§ TRAVAIL À EFFECTUER:
1. Reproduisez fidèlement le passage du texte sur le nationalisme algérien qui va de « Son mouvement, l’Union » jusqu'à « solidarité anti coloniale. » inclus.
2. Prolongez le texte sur les origines du nationalisme algérien en rédigeant la suite de ses derniers mots.

§ TEXTE À LIRE:
────────────────────

Les origines du mouvement nationaliste algérien remontent aux années vingt et à
Messali Hadj, fondateur, en 1926, de L’Étoile nord-africaine.
Entre les deux guerres, Messali Hadj avait flirté avec le communisme et le
trotskisme, mais, en 1945, son Mouvement pour le triomphe des libertés
démocratiques (MTLD) était un mouvement nationaliste musulman. En 1954,
jugeant sa ligne politique trop modérée, une partie des membres du
MLD,partisans d’une action violente, firent sécession et fondèrent le Front de
libération nationale (FLN). Messali Hadj avait eu un concurrent plus modéréen
la personne du docteur Ferhat Abbas, qui avait fait ses études en France.
Son mouvement, l’Union démocratique du manifeste algérien (qui devait
son nom à un manifeste publié en 1943), avait eu à l’origine un programme
très modéré, réclamant seulement l’égalité des droits pour les musulmans à
l’intérieur d’une Algérie française. Mais après la guerre, ce mouvement était
rapidement devenu, lui aussi, nationaliste et musulman, prônant l’autonomie
de l’Algérie, tout en travaillant, à l’intérieur du système, en faveur des droits
démocratiques. Dans toute l’Afrique du Nord, la Seconde Guerre mondiale
avait donné une extraordinaire impulsion au nationalisme arabe : avec le
débarquement américain de novembre 1942 et l’occupation qui s’en était suivie, le
protecteur » français était devenu lui-même, aux yeux des musulmans, un protégé
et l’autorité exercée par la France s’en était trouvée délégitimée.Qui plus est,
les Américains n’avaient pas caché leur solidarité anti coloniale.
En fait, les premiers coups de feu de ce qui allait devenir la
guerre d’Algérie furent tirés le 8 mars 1945. Ce jour-là, des émeutes éclatèrent
à Sétif, dirigées contre l’autorité française. Les désordres durèrent quatre
jours et s’étendirent à tout le Constantinois, faisant 103 morts parmi les
Européens.
S’ensuivit une répression brutale : les Français firent donner la
marine et l’aviation et bombardèrent des villages pour « donner une leçon »
aux musulmans. Les autorités françaises firent état de 300 morts musulmans,
le chiffre avancé plus tard par les nationalistes étant de 45 000 et les historiens
d’aujourd’hui s’accordant sur un total allant de 3 000 à 10 000. Mais
peu importe le chiffre exact. Par cette répression la France s’était gravement
aliéné la population musulmane. Ce retour brutal de la domination coloniale
se fit sous l’autorité du général de Gaulle, sans doute plus attentif, à
ce moment-là, à la victoire sur l’Allemagne qu’aux événements d’outre-mer,
mais bien décidé à empêcher l’Algérie, selon ses mots, de « nous filer entre
les doigts ». C’est son gouvernement aussi qui élabora ce qui devait devenir
le statut de 1947, en vigueur jusqu’en janvier 1958 où il fut remplacé par une
nouvelle loi-cadre, non appliquée. Ce statut créait en Algérie deux « collèges »

────────────────────

§ DONNÉES FOURNIES:
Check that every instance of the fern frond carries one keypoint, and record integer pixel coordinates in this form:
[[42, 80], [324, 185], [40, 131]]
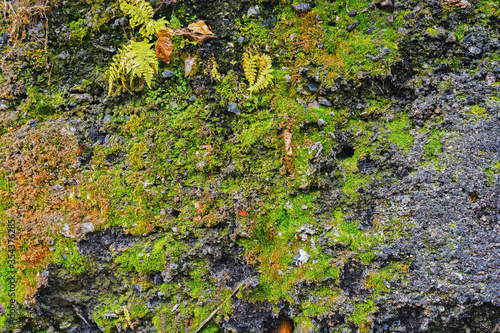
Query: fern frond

────────────────────

§ RÉPONSES ATTENDUES:
1.
Son mouvement, l’Union démocratique du manifeste algérien (qui devait
son nom à un manifeste publié en 1943), avait eu à l’origine un programme
très modéré, réclamant seulement l’égalité des droits pour les musulmans à
l’intérieur d’une Algérie française. Mais après la guerre, ce mouvement était
rapidement devenu, lui aussi, nationaliste et musulman, prônant l’autonomie
de l’Algérie, tout en travaillant, à l’intérieur du système, en faveur des droits
démocratiques. Dans toute l’Afrique du Nord, la Seconde Guerre mondiale
avait donné une extraordinaire impulsion au nationalisme arabe : avec le
débarquement américain de novembre 1942 et l’occupation qui s’en était suivie, le
protecteur » français était devenu lui-même, aux yeux des musulmans, un protégé
et l’autorité exercée par la France s’en était trouvée délégitimée.Qui plus est,
les Américains n’avaient pas caché leur solidarité anti coloniale.

2.
électoraux de soixante membres chacun, l’un pour les musulmans, l’autre
pour les Européens, et prévoyait trente députés pour représenter l’Algérie à
l’Assemblée nationale. Système de représentation en soi inéquitable, ce qui
n’empêcha pas que, pendant la décennie où il fonctionna, les élections fussent
manipulées pour exclure les nationalistes et faire élire des musulmans dociles,
qu’on devait surnommer les Béni-oui-oui.
Si l’on considère la politique américaine vis-à-vis de l’Afrique
du Nord dans sa continuité, durant l’ensemble des années d’après-guerre,
on s’aperçoit qu’à quelques nuances près, celle de John Foster
Dulles et du président Eisenhower ne fut pas plus indulgente à l’égard du colonialisme
français que celle de leurs prédécesseurs, Dean Acheson et le président Truman.
Après la guerre, les Américains avaient estimé que le meilleur moyen de
garantir la sécurité de l’Afrique du Nord était d’y maintenir la tutelle française,
mais ils ne cessèrent de plaider pour une attitude libérale à l’égard des
demandes des musulmans. Parallèlement, les Français tendirent à rejeter sur
Washington la responsabilité des problèmes grandissants rencontrés dans une
Afrique du Nord où ils soupçonnaient les États-Unis de vouloir substituer leur
influence à celle de la France. Ainsi, dès les émeutes de Sétif, on voit le cabinet
du Résident général rendre les Américains et les Britanniques responsables des
désordres, sans que cela empêche Paris de mener la répression que l’on sait.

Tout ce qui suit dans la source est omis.